--- Source material Enclosed Below ---

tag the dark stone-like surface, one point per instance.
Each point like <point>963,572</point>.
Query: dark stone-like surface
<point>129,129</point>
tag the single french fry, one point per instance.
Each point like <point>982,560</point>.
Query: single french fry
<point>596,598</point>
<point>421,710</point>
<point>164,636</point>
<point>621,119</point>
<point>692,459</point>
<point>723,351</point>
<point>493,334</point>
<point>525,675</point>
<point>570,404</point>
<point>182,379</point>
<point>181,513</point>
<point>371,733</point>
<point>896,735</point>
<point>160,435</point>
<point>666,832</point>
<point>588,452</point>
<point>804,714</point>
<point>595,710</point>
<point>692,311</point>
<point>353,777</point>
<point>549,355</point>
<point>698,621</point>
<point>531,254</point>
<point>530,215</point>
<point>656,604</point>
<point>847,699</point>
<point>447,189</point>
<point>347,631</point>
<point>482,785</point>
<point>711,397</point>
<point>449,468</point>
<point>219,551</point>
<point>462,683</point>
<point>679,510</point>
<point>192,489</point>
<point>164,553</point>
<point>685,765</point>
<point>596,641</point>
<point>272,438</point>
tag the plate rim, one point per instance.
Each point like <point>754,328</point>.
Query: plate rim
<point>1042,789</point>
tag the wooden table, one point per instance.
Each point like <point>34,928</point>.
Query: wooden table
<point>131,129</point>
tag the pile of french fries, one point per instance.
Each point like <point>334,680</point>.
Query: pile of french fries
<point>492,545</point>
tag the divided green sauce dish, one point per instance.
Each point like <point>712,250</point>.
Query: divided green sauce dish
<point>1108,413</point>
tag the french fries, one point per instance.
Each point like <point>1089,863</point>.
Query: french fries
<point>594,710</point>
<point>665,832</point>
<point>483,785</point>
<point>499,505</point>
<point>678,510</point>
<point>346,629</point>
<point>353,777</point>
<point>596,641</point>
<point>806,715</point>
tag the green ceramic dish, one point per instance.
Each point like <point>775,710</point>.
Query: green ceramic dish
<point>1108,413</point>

--- End of Enclosed Source material ---

◆ Exercise prompt
Please copy the lines above from the line with "tag the pile" up to and including the line with "Each point like <point>712,250</point>.", exactly as written and with nothing else.

◆ Task answer
tag the pile of french fries, one point per instance.
Each point like <point>334,680</point>.
Query: pile of french fries
<point>492,545</point>
tag the divided green sauce dish, one point per instance.
Each point like <point>712,250</point>.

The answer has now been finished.